*EXERCISES TO COMPLETE*:
1 - Rewrite the part of the Michael Pierce profile starting at "The University of" and ending at "professional and personal.", replacing "Biochemistry" with "Cell Biology".
2 - According to the Michael Pierce profile, what enzyme did Pierce and his team isolate that is elevated in colorectal and breast cancer cells?
3 - Continue the Michael Pierce profile from the point where it stops.

*SOURCE PASSAGE*:
- - -

University of Georgia Cancer Center

Michael Pierce, Ph.D.

Director, UGA Cancer Center

Portrait of Dr. Michael Pierce

The University of Georgia
Department of Biochemistry & Molecular Biology
Complex Carbohydrate Research Center

3059-3060 CCRC Building
315 Riverbend Road
Athens, GA 30602-4712

706-542-1702
hawkeye@uga.edu

Mudter Professor in Cancer Research

Michael Pierce’s interest in developing new diagnostic tests and treatments for cancer is both professional and personal.

In 1981, when he was setting up his first research lab, his father was diagnosed with mesothelioma, a relatively rare cancer often associated with asbestos exposure.

“It was a very highly metastatic cancer,” Pierce recalls. “There was no diagnostic marker for it and the treatments were not very effective - mainly because it was so advanced by the time it was diagnosed.”

Pierce had been studying the complex carbohydrates known as glycans that adorn cells. After his father’s death, he decided to narrow his focus to the role of glycans in cancer.

Research by Pierce and others has shown that changes in cell glycans can herald the presence of cancerous or precancerous cells. Among his research accomplishments, Pierce and his team isolated a specific enzyme known as Gnt-V that is elevated in colorectal and breast cancer cells, as well as other types of cancer. The team is now looking for ways to inhibit Gnt-V in hopes of developing a treatment that will slow the growth of tumors and prevent metastasis. The team at the Complex Carbohydrate Research Center has also developed new ways to identify changes in glycans attached to proteins known as glycoproteins.

- - -

*AVAILABLE DATA*:
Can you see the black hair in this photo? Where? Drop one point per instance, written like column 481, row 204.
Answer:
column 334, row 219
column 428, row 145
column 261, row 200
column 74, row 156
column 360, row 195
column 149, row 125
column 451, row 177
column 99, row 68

- - -

*ANSWERS IN ORDER*:
1 -
The University of Georgia
Department of Cell Biology & Molecular Biology
Complex Carbohydrate Research Center

3059-3060 CCRC Building
315 Riverbend Road
Athens, GA 30602-4712

706-542-1702
hawkeye@uga.edu

Mudter Professor in Cancer Research

Michael Pierce’s interest in developing new diagnostic tests and treatments for cancer is both professional and personal.

2 - Gnt-V

3 -
Their search for new diagnostics also extends to pancreatic cancer. The UGA Cancer Center team is studying pancreatic tissue and fluid samples to find glycan changes that can be measured in a blood test that would allow doctors to diagnose the cancer early, when it’s more easily treated. “I’m confident that if there are glycoprotein blood markers for this cancer, we will find them,” he says.

Pierce has been the director of the UGA Cancer Center since its founding in 2004. He says its interdisciplinary approach - which brings together researchers who study the cellular mechanisms of cancer with those who specialize in drug discovery, the development of diagnostics, as well as cancer education and health promotion – allows the UGA Cancer Center to tackle complex problems from several angles at once.

“We really have a unique set of resources that we’ve developed here,” Pierce says. “It’s a very exciting place to be because no one else can do what we can do here at the University of Georgia.”